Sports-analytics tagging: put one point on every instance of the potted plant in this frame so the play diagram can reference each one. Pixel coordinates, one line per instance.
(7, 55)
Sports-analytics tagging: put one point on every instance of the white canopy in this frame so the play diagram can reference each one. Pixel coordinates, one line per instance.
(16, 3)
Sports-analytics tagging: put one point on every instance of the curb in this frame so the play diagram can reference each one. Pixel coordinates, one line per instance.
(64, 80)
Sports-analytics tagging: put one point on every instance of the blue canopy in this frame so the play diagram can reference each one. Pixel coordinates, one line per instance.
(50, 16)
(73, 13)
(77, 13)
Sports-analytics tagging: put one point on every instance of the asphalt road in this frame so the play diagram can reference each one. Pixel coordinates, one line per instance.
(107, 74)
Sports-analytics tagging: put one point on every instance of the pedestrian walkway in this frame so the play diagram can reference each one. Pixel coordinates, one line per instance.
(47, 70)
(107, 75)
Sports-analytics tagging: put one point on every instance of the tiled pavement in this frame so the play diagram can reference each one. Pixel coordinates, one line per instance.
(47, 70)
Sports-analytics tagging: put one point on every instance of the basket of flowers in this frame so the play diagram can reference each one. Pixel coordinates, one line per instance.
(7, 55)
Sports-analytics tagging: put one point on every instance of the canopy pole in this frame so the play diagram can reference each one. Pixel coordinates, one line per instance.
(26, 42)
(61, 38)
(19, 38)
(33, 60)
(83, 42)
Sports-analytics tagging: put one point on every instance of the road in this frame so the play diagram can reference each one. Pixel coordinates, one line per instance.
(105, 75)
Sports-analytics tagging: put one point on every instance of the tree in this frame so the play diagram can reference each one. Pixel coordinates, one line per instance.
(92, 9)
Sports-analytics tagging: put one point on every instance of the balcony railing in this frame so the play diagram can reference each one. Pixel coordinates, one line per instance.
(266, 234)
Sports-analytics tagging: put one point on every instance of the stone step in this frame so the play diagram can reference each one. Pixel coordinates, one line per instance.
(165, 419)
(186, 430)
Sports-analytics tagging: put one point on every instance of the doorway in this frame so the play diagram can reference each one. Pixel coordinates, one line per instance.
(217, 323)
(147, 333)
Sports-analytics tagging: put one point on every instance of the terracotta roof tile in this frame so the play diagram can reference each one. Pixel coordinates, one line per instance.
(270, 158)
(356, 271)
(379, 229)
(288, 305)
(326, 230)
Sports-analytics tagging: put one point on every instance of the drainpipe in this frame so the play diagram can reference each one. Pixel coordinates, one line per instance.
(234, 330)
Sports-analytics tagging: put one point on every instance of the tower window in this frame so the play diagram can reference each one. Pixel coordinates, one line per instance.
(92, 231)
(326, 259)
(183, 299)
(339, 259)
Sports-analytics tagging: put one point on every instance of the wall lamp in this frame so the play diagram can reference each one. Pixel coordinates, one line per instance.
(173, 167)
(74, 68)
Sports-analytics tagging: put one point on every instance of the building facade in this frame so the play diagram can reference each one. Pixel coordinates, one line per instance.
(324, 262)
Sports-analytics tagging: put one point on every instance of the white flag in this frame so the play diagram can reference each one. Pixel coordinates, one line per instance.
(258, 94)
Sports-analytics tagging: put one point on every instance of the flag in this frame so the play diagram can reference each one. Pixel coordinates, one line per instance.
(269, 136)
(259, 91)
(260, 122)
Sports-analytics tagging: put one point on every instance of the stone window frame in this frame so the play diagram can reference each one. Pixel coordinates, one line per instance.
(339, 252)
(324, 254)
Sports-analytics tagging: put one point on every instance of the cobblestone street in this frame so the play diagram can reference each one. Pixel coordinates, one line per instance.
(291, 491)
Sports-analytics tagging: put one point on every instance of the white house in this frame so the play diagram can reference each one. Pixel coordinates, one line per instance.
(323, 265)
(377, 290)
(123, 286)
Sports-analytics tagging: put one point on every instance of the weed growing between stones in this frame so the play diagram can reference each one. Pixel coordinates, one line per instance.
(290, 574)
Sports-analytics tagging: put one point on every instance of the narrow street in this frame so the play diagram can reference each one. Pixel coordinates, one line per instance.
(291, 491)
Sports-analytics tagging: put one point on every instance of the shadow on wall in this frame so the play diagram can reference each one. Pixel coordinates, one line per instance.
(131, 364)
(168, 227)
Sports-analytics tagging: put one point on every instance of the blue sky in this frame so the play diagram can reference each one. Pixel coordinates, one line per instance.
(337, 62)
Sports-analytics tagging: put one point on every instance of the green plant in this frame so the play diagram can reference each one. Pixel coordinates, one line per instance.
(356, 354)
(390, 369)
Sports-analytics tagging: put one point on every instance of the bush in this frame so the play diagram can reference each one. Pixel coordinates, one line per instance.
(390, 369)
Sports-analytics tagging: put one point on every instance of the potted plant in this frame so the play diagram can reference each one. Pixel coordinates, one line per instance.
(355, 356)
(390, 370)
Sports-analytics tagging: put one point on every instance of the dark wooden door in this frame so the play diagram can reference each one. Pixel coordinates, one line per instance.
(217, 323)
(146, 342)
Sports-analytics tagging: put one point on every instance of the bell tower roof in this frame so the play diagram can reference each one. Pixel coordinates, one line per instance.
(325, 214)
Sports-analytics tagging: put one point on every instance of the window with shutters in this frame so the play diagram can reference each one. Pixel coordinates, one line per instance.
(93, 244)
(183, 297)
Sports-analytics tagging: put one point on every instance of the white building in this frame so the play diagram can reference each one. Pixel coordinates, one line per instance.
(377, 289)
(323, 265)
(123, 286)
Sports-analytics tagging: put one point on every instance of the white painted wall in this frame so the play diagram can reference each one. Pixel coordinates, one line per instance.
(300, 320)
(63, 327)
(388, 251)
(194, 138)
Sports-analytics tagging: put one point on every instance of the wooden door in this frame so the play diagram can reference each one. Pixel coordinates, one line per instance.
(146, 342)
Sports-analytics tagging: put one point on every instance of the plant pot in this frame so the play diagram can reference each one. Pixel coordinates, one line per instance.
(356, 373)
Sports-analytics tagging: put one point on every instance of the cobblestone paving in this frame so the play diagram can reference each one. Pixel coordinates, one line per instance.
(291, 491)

****************

POLECENIE I WYMAGANIA |
Proszę skopiować bez żadnych zmian wiersze danych od wiersza zawierającego „the white building” aż do końca danych, włącznie z tym pierwszym i ostatnim wierszem.

ROZWIĄZANIE PISEMNE |
Sports-analytics tagging: put one point on every instance of the white building in this frame so the play diagram can reference each one. Pixel coordinates, one line per instance.
(377, 289)
(323, 265)
(123, 286)
Sports-analytics tagging: put one point on every instance of the white painted wall in this frame so the play diagram can reference each one. Pixel coordinates, one line per instance.
(300, 320)
(63, 327)
(388, 251)
(194, 138)
Sports-analytics tagging: put one point on every instance of the wooden door in this frame so the play diagram can reference each one. Pixel coordinates, one line per instance.
(146, 342)
Sports-analytics tagging: put one point on every instance of the plant pot in this frame so the play diagram can reference each one. Pixel coordinates, one line per instance.
(356, 373)
Sports-analytics tagging: put one point on every instance of the cobblestone paving in this frame so the play diagram can reference each one. Pixel coordinates, one line per instance.
(291, 491)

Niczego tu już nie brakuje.